- WORK TASK
Your task is to copy each line of the material below that includes "ceiling".
*** Begin section ***
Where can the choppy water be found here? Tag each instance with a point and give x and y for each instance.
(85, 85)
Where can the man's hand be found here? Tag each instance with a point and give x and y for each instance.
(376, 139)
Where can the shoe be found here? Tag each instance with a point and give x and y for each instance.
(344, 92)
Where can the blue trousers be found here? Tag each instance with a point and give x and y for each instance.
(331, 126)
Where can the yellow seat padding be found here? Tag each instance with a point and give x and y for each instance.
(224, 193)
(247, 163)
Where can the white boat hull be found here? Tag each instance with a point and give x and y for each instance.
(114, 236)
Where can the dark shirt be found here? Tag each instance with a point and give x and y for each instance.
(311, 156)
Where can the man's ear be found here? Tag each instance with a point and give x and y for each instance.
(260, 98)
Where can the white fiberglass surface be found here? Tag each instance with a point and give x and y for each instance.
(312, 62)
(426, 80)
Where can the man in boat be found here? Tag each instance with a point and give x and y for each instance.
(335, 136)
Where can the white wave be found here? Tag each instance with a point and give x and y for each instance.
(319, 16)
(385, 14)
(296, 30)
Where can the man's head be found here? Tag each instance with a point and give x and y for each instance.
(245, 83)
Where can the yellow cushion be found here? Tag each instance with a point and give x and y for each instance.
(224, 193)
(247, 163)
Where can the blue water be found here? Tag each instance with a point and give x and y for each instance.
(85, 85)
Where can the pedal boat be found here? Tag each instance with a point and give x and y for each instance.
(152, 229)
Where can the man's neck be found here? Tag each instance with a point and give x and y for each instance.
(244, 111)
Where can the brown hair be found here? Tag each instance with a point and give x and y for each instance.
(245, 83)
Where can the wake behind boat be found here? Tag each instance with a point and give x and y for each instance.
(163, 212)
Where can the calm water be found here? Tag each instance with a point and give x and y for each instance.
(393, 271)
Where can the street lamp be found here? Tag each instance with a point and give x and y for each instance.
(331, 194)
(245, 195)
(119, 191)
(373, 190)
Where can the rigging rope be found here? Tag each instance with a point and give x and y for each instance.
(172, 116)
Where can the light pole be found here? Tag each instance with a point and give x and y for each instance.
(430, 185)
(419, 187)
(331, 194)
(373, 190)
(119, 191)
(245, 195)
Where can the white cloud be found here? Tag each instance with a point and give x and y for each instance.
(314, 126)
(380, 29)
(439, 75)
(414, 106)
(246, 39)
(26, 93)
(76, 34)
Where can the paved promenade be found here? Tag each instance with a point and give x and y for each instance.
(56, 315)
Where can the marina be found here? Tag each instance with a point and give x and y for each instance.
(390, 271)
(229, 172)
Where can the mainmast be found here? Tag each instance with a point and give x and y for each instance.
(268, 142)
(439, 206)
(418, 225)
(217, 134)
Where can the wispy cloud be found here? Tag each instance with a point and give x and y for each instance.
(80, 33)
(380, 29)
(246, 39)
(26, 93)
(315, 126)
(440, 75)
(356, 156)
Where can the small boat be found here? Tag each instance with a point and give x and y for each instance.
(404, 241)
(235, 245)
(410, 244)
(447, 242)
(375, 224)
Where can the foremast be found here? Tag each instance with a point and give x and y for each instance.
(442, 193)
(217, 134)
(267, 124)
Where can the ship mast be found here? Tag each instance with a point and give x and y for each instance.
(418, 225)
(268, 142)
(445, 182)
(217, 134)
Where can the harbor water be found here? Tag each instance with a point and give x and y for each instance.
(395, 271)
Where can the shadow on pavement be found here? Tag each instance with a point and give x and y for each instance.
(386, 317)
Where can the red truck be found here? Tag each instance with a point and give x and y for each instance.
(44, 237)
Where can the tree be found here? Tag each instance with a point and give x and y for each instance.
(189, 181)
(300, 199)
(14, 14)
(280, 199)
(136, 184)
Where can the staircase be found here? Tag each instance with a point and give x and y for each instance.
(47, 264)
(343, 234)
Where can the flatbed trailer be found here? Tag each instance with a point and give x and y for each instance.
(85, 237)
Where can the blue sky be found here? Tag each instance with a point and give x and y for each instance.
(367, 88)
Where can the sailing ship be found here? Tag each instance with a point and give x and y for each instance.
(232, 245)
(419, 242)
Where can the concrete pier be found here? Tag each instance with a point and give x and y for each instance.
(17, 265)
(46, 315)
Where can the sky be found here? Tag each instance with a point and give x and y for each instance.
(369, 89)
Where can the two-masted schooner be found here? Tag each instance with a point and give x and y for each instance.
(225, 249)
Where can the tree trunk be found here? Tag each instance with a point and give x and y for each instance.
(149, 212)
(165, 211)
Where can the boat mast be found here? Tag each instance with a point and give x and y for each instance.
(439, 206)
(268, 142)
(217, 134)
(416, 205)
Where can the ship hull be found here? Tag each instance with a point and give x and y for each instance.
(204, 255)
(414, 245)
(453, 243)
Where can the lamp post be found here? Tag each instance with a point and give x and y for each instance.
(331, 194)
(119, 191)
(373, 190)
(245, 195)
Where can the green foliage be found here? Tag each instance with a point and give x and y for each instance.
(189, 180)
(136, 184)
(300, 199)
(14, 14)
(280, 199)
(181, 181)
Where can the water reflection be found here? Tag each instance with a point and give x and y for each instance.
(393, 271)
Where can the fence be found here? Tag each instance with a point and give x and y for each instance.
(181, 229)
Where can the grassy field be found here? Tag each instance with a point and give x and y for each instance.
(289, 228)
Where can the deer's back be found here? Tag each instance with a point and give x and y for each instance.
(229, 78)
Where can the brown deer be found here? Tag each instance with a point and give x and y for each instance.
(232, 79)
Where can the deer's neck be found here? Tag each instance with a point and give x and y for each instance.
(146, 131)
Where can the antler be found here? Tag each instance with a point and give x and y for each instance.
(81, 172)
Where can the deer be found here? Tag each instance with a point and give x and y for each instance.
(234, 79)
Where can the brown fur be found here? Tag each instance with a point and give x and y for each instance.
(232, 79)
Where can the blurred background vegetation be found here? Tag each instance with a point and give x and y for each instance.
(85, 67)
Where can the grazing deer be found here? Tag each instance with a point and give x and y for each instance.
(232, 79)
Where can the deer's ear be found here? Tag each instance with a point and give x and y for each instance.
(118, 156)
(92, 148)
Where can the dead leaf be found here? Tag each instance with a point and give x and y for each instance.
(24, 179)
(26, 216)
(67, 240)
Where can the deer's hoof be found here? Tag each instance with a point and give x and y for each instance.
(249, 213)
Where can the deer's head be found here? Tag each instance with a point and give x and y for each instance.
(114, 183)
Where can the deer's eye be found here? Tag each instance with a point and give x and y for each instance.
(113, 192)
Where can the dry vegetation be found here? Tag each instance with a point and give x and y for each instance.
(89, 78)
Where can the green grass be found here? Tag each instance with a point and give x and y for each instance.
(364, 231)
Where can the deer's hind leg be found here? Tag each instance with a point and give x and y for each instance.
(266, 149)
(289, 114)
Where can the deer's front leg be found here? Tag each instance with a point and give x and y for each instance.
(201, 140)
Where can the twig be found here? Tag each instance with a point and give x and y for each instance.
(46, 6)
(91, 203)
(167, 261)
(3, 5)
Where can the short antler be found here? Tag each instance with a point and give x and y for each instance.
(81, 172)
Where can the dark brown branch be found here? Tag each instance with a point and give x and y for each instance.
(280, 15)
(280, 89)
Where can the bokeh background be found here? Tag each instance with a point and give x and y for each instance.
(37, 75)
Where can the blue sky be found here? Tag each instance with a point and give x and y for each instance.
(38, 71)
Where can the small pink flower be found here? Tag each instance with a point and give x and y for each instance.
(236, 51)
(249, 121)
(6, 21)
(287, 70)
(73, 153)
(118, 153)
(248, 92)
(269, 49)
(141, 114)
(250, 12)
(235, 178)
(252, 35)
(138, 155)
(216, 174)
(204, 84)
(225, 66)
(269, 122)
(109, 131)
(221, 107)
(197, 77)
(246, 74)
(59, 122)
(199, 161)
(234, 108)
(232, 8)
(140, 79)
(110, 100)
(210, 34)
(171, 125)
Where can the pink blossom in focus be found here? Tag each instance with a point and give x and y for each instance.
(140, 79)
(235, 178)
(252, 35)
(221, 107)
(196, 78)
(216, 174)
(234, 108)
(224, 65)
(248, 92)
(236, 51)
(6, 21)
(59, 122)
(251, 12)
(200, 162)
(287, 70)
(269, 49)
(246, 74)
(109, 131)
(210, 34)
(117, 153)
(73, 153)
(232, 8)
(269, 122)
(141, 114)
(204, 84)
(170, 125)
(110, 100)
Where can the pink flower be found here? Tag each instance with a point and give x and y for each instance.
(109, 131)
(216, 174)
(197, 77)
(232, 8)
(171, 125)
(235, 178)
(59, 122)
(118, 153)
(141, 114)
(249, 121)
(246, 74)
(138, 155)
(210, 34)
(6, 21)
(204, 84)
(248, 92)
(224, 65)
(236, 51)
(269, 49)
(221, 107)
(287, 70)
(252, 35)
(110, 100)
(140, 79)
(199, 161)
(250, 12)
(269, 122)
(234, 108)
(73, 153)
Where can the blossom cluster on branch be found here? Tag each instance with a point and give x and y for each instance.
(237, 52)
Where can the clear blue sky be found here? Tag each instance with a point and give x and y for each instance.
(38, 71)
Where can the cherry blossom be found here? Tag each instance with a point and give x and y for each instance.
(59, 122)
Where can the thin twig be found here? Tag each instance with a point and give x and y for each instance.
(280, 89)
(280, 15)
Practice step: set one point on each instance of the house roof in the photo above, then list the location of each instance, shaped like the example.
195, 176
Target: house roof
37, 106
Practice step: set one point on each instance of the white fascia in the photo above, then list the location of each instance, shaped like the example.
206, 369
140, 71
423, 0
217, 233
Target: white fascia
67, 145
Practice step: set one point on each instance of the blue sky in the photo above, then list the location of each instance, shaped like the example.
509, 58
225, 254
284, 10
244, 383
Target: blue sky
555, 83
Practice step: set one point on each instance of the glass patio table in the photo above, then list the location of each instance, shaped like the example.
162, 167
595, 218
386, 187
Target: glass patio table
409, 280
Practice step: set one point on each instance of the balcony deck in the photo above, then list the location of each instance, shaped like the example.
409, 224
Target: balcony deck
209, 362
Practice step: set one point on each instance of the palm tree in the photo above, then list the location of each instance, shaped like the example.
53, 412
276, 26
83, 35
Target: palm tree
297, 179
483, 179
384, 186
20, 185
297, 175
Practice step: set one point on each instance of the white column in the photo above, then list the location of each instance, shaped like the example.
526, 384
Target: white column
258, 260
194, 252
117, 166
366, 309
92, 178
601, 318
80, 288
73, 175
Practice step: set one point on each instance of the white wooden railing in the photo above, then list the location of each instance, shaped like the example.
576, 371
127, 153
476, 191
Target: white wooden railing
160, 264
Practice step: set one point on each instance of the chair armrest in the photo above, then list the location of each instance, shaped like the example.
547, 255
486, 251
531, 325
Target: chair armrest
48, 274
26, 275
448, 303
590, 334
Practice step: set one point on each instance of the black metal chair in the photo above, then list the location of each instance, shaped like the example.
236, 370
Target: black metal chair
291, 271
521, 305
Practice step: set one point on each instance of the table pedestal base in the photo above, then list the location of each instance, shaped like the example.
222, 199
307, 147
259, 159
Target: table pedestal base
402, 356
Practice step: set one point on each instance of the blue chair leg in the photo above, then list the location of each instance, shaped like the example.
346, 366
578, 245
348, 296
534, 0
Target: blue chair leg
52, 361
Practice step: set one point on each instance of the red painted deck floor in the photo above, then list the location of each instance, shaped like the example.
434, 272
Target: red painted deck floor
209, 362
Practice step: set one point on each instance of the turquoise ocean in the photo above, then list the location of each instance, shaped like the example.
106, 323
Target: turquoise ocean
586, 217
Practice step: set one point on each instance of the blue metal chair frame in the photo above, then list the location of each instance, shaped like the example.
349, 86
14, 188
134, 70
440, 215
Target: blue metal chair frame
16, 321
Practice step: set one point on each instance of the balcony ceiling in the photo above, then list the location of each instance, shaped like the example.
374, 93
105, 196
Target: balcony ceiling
*** End section ***
- ANSWER
Practice step: set one point on each instance of the balcony ceiling in the photo above, then list the location of each instance, shaped like the example.
Target: balcony ceiling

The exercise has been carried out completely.